Natural-language object grounding data

◇ ◇ ◇

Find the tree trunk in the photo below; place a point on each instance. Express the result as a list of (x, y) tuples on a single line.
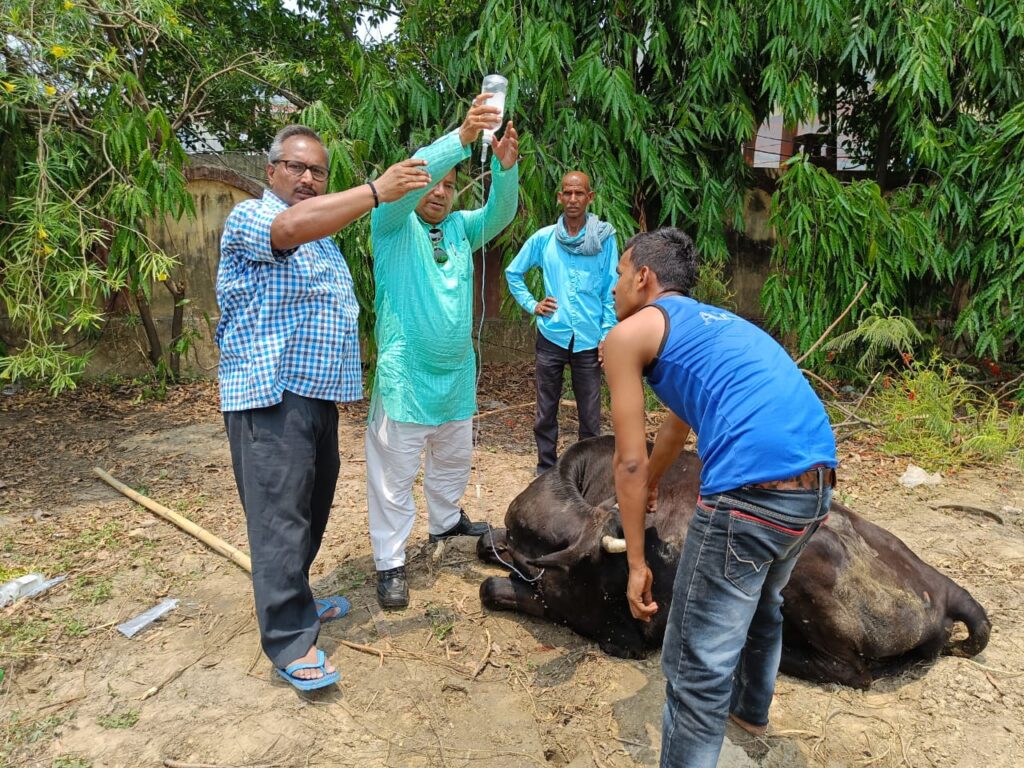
[(145, 314), (177, 291), (884, 150)]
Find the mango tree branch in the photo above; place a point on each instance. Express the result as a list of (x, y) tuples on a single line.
[(830, 328)]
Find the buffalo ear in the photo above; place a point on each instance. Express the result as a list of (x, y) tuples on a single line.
[(561, 560), (584, 548)]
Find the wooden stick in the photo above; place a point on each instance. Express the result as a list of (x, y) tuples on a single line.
[(217, 545), (828, 330), (496, 412), (486, 655), (364, 649)]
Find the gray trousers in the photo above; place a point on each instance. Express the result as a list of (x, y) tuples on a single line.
[(286, 468), (551, 361)]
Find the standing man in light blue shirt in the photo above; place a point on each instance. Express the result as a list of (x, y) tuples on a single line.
[(578, 256), (289, 351)]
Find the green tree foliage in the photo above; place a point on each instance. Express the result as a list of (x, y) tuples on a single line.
[(931, 96), (98, 99), (652, 98)]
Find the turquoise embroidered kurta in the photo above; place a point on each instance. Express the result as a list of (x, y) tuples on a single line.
[(426, 368)]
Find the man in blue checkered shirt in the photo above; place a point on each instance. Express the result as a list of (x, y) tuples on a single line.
[(289, 351)]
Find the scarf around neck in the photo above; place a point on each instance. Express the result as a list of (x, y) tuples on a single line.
[(589, 241)]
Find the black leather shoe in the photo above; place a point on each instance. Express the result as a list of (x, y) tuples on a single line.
[(392, 589), (465, 526)]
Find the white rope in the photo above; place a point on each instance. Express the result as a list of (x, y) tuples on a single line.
[(509, 565)]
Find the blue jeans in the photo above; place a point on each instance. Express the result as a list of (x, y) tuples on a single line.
[(724, 637)]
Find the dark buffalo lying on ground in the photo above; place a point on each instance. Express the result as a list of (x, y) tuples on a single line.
[(859, 604)]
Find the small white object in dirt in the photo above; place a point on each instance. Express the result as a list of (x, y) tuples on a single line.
[(27, 586), (133, 626), (915, 476)]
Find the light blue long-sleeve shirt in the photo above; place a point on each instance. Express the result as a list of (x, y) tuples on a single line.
[(426, 369), (581, 285)]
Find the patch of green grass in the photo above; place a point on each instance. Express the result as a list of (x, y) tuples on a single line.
[(71, 761), (19, 632), (7, 573), (76, 628), (93, 590), (347, 579), (932, 414), (441, 621), (125, 719), (19, 734)]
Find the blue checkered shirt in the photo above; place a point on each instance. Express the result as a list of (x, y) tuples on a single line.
[(288, 318)]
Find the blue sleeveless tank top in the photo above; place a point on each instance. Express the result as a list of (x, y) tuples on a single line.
[(755, 415)]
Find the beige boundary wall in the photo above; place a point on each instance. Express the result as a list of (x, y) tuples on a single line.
[(196, 245)]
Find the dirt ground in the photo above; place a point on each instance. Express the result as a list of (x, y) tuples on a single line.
[(453, 685)]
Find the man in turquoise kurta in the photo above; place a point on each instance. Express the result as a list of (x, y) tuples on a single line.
[(424, 393)]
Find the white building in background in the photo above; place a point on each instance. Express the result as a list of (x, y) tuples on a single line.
[(774, 144)]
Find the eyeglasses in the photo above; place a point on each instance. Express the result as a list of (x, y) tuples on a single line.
[(436, 237), (296, 169)]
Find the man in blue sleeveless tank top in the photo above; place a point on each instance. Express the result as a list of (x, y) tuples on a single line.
[(768, 456)]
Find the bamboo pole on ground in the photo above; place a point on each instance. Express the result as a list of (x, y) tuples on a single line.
[(237, 556)]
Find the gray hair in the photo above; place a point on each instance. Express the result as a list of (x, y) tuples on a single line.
[(276, 146)]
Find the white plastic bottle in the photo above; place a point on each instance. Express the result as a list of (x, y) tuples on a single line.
[(498, 87)]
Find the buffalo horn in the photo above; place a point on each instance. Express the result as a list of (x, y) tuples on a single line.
[(612, 545)]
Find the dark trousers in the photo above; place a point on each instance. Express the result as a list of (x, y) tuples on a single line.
[(551, 360), (286, 468)]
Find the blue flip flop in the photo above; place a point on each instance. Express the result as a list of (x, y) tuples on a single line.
[(324, 604), (321, 682)]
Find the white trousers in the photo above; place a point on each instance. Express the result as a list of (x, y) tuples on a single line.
[(393, 451)]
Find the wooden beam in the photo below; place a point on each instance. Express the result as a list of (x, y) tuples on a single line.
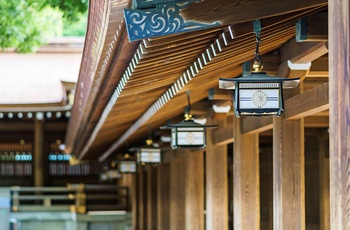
[(222, 136), (339, 112), (252, 125), (246, 194), (288, 178), (219, 94), (306, 104), (236, 11), (316, 122), (300, 53), (313, 28), (216, 183), (194, 190), (319, 68)]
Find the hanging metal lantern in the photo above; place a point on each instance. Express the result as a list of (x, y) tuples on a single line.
[(149, 154), (258, 94), (188, 133), (127, 165)]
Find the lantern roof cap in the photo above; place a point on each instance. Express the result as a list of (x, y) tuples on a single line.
[(258, 77)]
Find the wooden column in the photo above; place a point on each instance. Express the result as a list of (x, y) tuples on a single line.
[(339, 112), (246, 194), (163, 189), (216, 184), (130, 181), (177, 194), (141, 179), (194, 190), (324, 181), (288, 174), (39, 157), (151, 187)]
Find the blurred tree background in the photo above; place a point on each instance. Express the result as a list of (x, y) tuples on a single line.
[(27, 24)]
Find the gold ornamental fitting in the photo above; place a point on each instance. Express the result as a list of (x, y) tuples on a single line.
[(257, 66), (188, 117), (149, 141)]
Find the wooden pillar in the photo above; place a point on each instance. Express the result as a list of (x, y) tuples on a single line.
[(288, 174), (339, 112), (141, 207), (177, 194), (163, 189), (194, 190), (216, 185), (324, 181), (246, 190), (151, 202), (39, 153), (130, 181)]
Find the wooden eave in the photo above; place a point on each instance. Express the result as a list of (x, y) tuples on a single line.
[(123, 87)]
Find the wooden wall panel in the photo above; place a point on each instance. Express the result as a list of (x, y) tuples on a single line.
[(288, 174), (194, 190), (339, 112)]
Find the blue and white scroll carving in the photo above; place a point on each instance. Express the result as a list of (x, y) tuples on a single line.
[(164, 19)]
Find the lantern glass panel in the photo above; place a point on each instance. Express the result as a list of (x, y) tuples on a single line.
[(190, 136), (128, 167), (173, 138), (113, 174), (149, 155)]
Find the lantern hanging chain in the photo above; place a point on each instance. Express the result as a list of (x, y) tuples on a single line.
[(257, 58), (149, 140), (188, 115)]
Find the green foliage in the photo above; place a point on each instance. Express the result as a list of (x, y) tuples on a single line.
[(77, 28), (27, 24), (71, 9)]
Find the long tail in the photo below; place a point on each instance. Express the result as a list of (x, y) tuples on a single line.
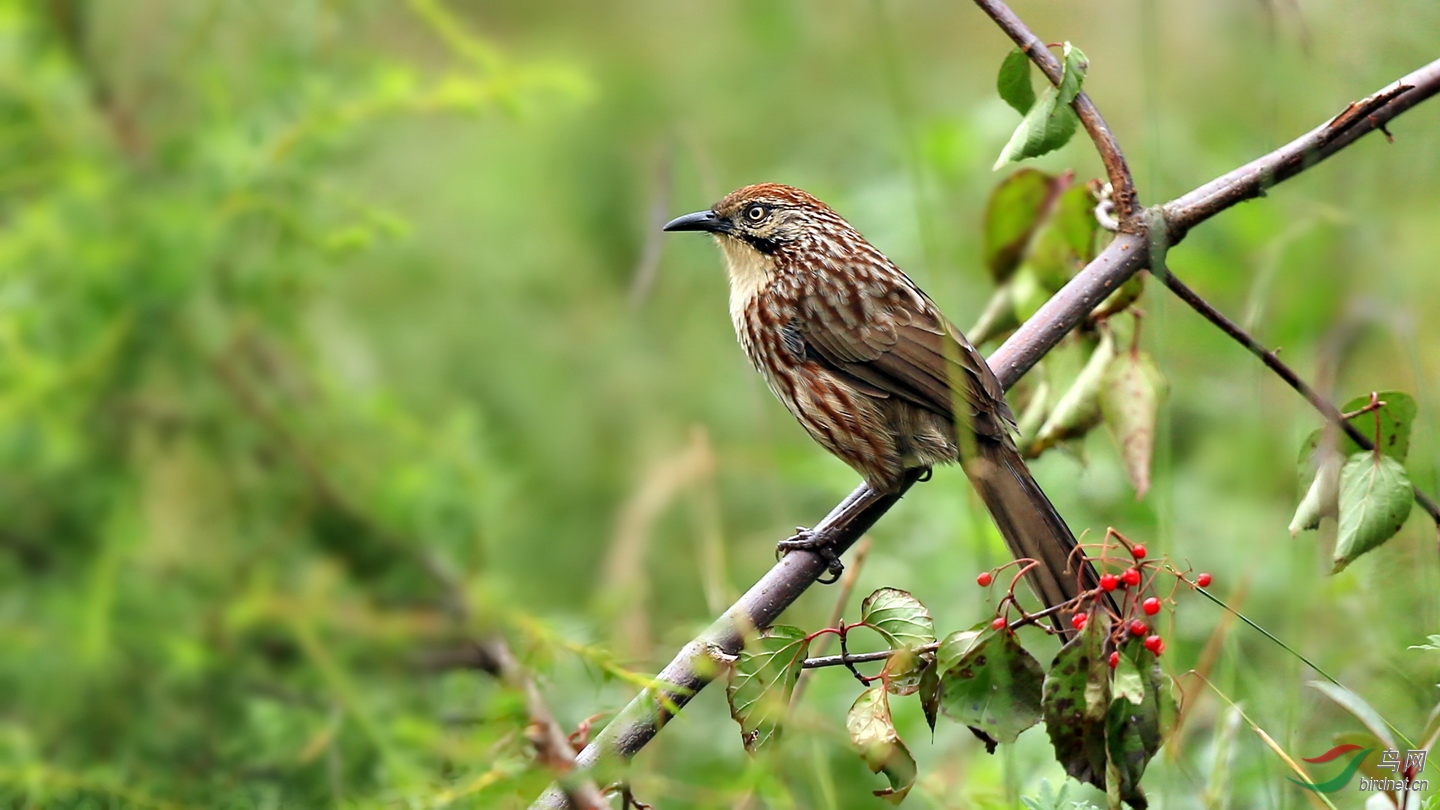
[(1030, 525)]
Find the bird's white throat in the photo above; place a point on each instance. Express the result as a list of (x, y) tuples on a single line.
[(749, 270)]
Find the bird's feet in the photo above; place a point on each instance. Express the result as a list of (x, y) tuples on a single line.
[(804, 539)]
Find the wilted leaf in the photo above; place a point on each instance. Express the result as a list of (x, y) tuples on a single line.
[(1322, 464), (1131, 402), (1015, 209), (1074, 704), (930, 693), (1322, 499), (994, 688), (1049, 123), (1375, 499), (762, 682), (873, 732)]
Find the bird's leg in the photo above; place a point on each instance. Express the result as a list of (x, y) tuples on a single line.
[(822, 541)]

◇ ◇ ◇

#### Task goal:
Your answer must be the entries repeated exactly, with no pictures.

#### Result for this exercise:
Find the tree trunk in the photo below; place a point on each instance. Express the result as a list of (x, y) tuples on a single line.
[(145, 314), (177, 291), (884, 150)]
Find the mango tree branch in the photo above; place a point on each instance. Express the result as a list of (x, y) tuples on a single line.
[(830, 328)]
Find the buffalo ear in the photo above; place a point on each instance. Express the result as a list of (x, y) tuples on a single line.
[(561, 560), (584, 548)]
Find the wooden stick in the photo above; place a point on each instance. Express the result as a list of (x, y) tuples on a single line.
[(217, 545), (828, 330), (496, 412), (486, 655), (364, 649)]
Find the gray trousers in the photo above; place a point on each instance. Express the result as a list of (x, y) tuples on a single line.
[(286, 468), (551, 361)]
Find the standing man in light blue shirt in the photo above; place a point on each instance. Express the result as a list of (x, y) tuples on a single line.
[(578, 256), (289, 351)]
Find the green tree foliage in the photo above; place a point on each instance. Express the result as a list of (x, y) tuples on a single line.
[(931, 96), (98, 99), (652, 98)]
Find the turquoise embroidered kurta in the photo above; place a point on each instance. Express the result as a list of (x, y) tuples on a single line.
[(426, 368)]
Find the man in blue checkered shirt in the photo above; place a point on each instance. Express the result as a list of (x, y) tuples on a single line.
[(289, 351)]
Find the scarf around neck in the photo above; place a point on each instance. Express the result as a list of (x, y) tuples on a single line.
[(589, 241)]
Find the black leather shoe in the photo above; place a point on each instance. Express the result as a list of (x, y) tuples on a single line.
[(392, 589), (465, 526)]
Find the white rope in the photo above; place a point on each instance. Express the result as a list of (x, y) tuples on a single line.
[(509, 565)]
Find the blue jeans in the photo above; place a point on each instance. Express the result as a list of (x, y) tuples on a single line.
[(724, 637)]
Find the dark buffalo lying on ground in the photo above; place a point on each instance. Express the result as a list of (x, y) tuples on a single line.
[(859, 604)]
Find the small white object in dirt in the photo above; place a point on each instance. Express the result as a list of (x, y) tuples on a single line.
[(27, 586), (133, 626), (915, 476)]
Find the light blue long-sleeve shirt in the photo above; place a point on each instance. Express the result as a list of (x, y) tuples on a single line.
[(426, 369), (581, 285)]
Find the patch of green grass in the photo above; place a point on each instance. Express the result as a list of (x, y) tuples on a single line.
[(71, 761), (19, 632), (7, 573), (76, 628), (93, 590), (347, 579), (932, 414), (441, 621), (125, 719), (19, 734)]
Find the blue checkered shirt in the photo above; place a point on each instance. Express the result as a list of (x, y) tuples on a single line.
[(288, 318)]
Find the blue sleeveless tank top in the photo above; place a point on each instance. Express the result as a list of (x, y) tuples on a single line.
[(755, 415)]
Find the beige boundary wall in the photo above; place a point on each instance. Express the result as a list of (x, y) tuples on a single line.
[(196, 245)]
Find the dirt ground in the photo above; place a point on each instance. Express the result as a list of (x, y) tuples on a single line.
[(453, 685)]
Find the man in turquoise kurta in the photo above; place a point on each instance. Express the result as a list of (x, y) tuples on a single line.
[(424, 393)]
Find the white building in background in the photo above; place a point on each instance. Express the result as a list of (x, y) tuples on a single line.
[(774, 144)]
Find the eyeglasses in the photo above; place a point on each instance. Express the result as a list of (x, y) tuples on a single line.
[(436, 237), (296, 169)]
Find the man in blue sleeveless tank top in the photo above; place a point on each instance. Express the result as a list of (x, y) tuples on a single line.
[(768, 456)]
Find the bamboo pole on ground in the photo above; place a point on each instance. Express the result as a list of (x, y) tuples on a single line.
[(237, 556)]
Find the gray hair in the photo above; place a point on each instance. Express the result as a list of (x, y) tuples on a single line.
[(276, 146)]
Find the white plastic bottle in the photo above; place a point on each instance. Express the result as a list of (x, y) tuples on a single line.
[(498, 87)]
Find the buffalo horn in the photo above; place a point on each instance. Express the result as a list of (x, y) tuples on a single line.
[(612, 545)]
Find the dark trousers in the photo above; place a point on each instance. Express the result as a list of (x, y) tuples on a single line.
[(551, 360), (286, 468)]
Find the blue flip flop in the photo above; place a point on each instance. Express the result as a list of (x, y) tuples on a single line.
[(324, 604), (321, 682)]
Find the white trousers in the photo above; place a point on each instance. Express the result as a list of (x, y) tuples on a single line.
[(393, 451)]
Find the wooden beam in the photo below; place a point on each instance. Express the result as a list of (x, y) tuples on a single line.
[(222, 136), (339, 112), (252, 125), (246, 194), (288, 178), (219, 94), (306, 104), (236, 11), (316, 122), (300, 53), (313, 28), (216, 183), (194, 190), (319, 68)]
Find the hanging metal lantern in the photo above; place a point on each instance. Express the result as a list of (x, y) tuples on a single line.
[(149, 154), (258, 94), (188, 133), (127, 165)]
Find the lantern roof cap in the photo above; place a point on each instance. Express the result as a list of (x, y) tuples on a single line.
[(258, 77)]
Find the wooden column in the photo above; place a point on each instance. Express the result as a list of (x, y) tuples on a single line.
[(339, 112), (246, 194), (163, 189), (216, 184), (130, 181), (177, 194), (141, 179), (194, 190), (324, 181), (288, 174), (39, 157), (151, 187)]
Find the blurred tree background in the photo above; place a point on each instance. Express the result as a list of (x, y) tuples on a single line.
[(27, 24)]
Find the gold ornamental fitting in the photo above; place a point on each instance. Express the result as a list of (x, y) tuples on a single line.
[(257, 66), (188, 117), (149, 141)]
Find the wooden pillar in the photo above; place a point on each instance. Express the result as a list of (x, y) tuples on a single line.
[(288, 174), (339, 112), (141, 207), (177, 194), (163, 189), (194, 190), (216, 185), (324, 181), (246, 190), (151, 202), (39, 153), (130, 181)]
Find the wooden eave in the photo above; place a point on each instance. Express the result as a list of (x, y) tuples on a single line.
[(123, 87)]
Find the wooden wall panel in the photo above; place a point on each instance. Express the result as a list of (x, y) tuples on a single line.
[(288, 174), (194, 190), (339, 112)]
Find the blue and white scroll carving in the photo above; place a point on each instance. Express the result as a list of (x, y) tuples on a single line.
[(164, 19)]
Find the lantern glass panel in the photo above; place a point on each instance. Express the result as a list of (x, y) tuples on a single line.
[(190, 136), (128, 167), (173, 138), (113, 174), (149, 155)]
Find the lantern hanging chain in the photo above; place a point on each instance. Express the result as a list of (x, y) tuples on a single line.
[(257, 58), (149, 140), (188, 115)]
Find the green foliage in the photo above; place a point on each instance. Express the result as a list of (x, y) tuples on a single line.
[(77, 28), (27, 24), (71, 9)]
Find the long tail in the photo below; place a point on each instance. Express the result as a list of (x, y) tuples on a single line.
[(1030, 525)]
Find the bird's white throat in the photo above; place a point on each instance. Express the result as a list of (x, y) tuples on a single line.
[(749, 270)]
Find the bird's feet in the photo above; place a point on each instance. Express the result as a list of (x, y) tuples on a single line.
[(804, 539)]
Find the wilted leaf in the photo above; place a point on each instance. Express the result as a list of (x, y) tuples on a single line.
[(1322, 464), (1131, 402), (1015, 209), (1074, 704), (930, 693), (1322, 499), (994, 688), (1049, 123), (1375, 499), (762, 682), (873, 732)]
Find the bird's leg in the photo above; place a point on each instance. Express the result as a list of (x, y) tuples on a single line.
[(822, 541)]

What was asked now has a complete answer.